__TASK TO COMPLETE__:
Can you rewrite the lines below as a numbered list, leaving out any blank lines?
________________________________________
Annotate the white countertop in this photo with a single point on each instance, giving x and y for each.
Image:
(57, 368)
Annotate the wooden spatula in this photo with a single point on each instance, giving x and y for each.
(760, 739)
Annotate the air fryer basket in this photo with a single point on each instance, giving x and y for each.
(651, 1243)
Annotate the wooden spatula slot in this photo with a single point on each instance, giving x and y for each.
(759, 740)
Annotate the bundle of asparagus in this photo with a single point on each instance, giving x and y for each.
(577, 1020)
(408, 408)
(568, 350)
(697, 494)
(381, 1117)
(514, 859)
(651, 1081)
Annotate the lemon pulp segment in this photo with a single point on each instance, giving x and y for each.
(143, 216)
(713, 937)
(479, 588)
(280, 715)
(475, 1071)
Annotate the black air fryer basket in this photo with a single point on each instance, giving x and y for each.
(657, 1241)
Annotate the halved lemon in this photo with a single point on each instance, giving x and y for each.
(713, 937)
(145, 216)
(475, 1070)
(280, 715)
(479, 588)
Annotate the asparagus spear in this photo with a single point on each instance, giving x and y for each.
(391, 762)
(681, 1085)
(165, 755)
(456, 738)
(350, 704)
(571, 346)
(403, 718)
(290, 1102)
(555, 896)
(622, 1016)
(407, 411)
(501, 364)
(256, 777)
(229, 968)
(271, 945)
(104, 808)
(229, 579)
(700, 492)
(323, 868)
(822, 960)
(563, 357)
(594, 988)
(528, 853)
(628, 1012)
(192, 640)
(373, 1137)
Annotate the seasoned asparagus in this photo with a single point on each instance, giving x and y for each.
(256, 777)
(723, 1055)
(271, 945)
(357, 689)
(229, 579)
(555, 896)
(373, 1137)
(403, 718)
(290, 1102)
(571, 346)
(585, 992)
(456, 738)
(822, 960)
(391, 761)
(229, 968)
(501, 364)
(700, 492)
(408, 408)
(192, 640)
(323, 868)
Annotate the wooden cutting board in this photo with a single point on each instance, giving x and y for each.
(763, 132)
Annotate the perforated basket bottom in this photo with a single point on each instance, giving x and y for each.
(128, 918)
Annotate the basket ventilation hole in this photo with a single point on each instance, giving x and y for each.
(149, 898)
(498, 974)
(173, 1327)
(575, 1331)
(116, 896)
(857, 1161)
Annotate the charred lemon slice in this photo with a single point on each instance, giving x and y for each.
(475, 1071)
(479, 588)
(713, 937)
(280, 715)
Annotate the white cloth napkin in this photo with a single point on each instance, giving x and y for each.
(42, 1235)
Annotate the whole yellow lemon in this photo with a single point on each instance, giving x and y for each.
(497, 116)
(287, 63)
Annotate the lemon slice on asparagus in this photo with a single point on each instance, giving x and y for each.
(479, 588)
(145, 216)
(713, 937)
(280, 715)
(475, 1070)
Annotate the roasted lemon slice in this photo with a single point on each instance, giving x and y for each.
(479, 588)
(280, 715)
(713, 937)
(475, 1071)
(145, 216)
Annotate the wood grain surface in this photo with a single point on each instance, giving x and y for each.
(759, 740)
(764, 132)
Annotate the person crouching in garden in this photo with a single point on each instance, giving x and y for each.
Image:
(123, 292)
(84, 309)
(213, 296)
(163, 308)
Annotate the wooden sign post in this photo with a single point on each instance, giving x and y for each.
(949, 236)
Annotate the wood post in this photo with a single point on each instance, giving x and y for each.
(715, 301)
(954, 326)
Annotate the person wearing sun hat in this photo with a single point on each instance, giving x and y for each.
________________________________________
__TASK RESULT__:
1. Annotate the white countertop in this photo with a single point on each instance, giving x and y for each.
2. Image:
3. (57, 368)
4. Annotate the wooden spatula in this photo with a single point on each instance, giving x and y for each.
5. (760, 739)
6. Annotate the air fryer basket in this photo with a single point on each instance, giving x and y for each.
7. (651, 1243)
8. Annotate the wooden spatula slot in this photo with a single point on each instance, giving x and y for each.
9. (759, 740)
10. Annotate the bundle of asparagus in this photo with a single point on each instance, giving x and y for each.
11. (577, 1020)
12. (408, 408)
13. (568, 350)
14. (697, 494)
15. (381, 1117)
16. (514, 859)
17. (651, 1081)
18. Annotate the lemon pulp segment in this photo with a single point on each instance, giving x and y for each.
19. (143, 216)
20. (713, 937)
21. (479, 588)
22. (280, 715)
23. (475, 1071)
24. Annotate the black air fryer basket in this photo with a single point on each instance, giving x and y for each.
25. (657, 1241)
26. Annotate the halved lemon in this photo with a single point on each instance, giving x and y for each.
27. (713, 937)
28. (145, 216)
29. (475, 1070)
30. (280, 715)
31. (479, 588)
32. Annotate the asparagus spear in this photo with a single point on each instance, giving x and y for each.
33. (391, 762)
34. (681, 1085)
35. (165, 755)
36. (456, 738)
37. (350, 704)
38. (571, 346)
39. (403, 718)
40. (290, 1102)
41. (555, 896)
42. (622, 1016)
43. (407, 411)
44. (501, 364)
45. (256, 777)
46. (229, 968)
47. (271, 945)
48. (104, 808)
49. (229, 579)
50. (700, 492)
51. (323, 868)
52. (822, 960)
53. (563, 357)
54. (594, 988)
55. (528, 853)
56. (628, 1012)
57. (192, 640)
58. (373, 1137)
59. Annotate the seasoned asparagus in this photo with a single point on each instance, giving x and y for each.
60. (256, 777)
61. (723, 1055)
62. (271, 945)
63. (357, 689)
64. (229, 579)
65. (555, 896)
66. (373, 1137)
67. (403, 718)
68. (290, 1102)
69. (571, 346)
70. (585, 992)
71. (456, 738)
72. (822, 960)
73. (391, 761)
74. (229, 968)
75. (501, 364)
76. (700, 492)
77. (408, 408)
78. (192, 640)
79. (323, 868)
80. Annotate the wooden cutting board in this photo with a single point on each instance, giving x and y for each.
81. (763, 132)
82. Annotate the perforated basket bottom in this photo with a single point on each instance, giving x and y for each.
83. (128, 918)
84. Annotate the basket ventilation hole in this photo with a single point on each instance, giving x and y for each.
85. (149, 898)
86. (498, 974)
87. (173, 1327)
88. (575, 1331)
89. (116, 896)
90. (857, 1161)
91. Annotate the charred lemon slice in this photo with a single point on each instance, giving x and y for each.
92. (475, 1071)
93. (479, 588)
94. (713, 937)
95. (280, 715)
96. Annotate the white cloth napkin in this photo with a single point on each instance, giving x and y for each.
97. (42, 1235)
98. Annotate the whole yellow lemon in this photo with a single point on each instance, giving x and y for each.
99. (497, 116)
100. (287, 63)
101. Annotate the lemon slice on asparagus in this photo with a single point on each instance, giving x and y for each.
102. (479, 588)
103. (145, 216)
104. (713, 937)
105. (280, 715)
106. (475, 1070)
107. Annotate the roasted lemon slice in this photo with a single point on each instance, giving x and y for each.
108. (479, 588)
109. (280, 715)
110. (713, 937)
111. (475, 1071)
112. (145, 216)
113. Annotate the wood grain surface in this photo with a single point on each instance, giving x and y for each.
114. (759, 740)
115. (764, 132)
116. Annotate the person crouching in garden in this photo with a single point on each instance, giving x and y for each.
117. Image:
118. (123, 292)
119. (84, 309)
120. (213, 296)
121. (163, 308)
122. Annotate the wooden sign post in this photo with a single point on each instance, giving x and y for each.
123. (949, 236)
124. Annotate the wood post in this photo with a single point on each instance, giving x and y for each.
125. (715, 301)
126. (954, 326)
127. Annotate the person wearing sun hat in this photo with a single point on each instance, giving x and y for each.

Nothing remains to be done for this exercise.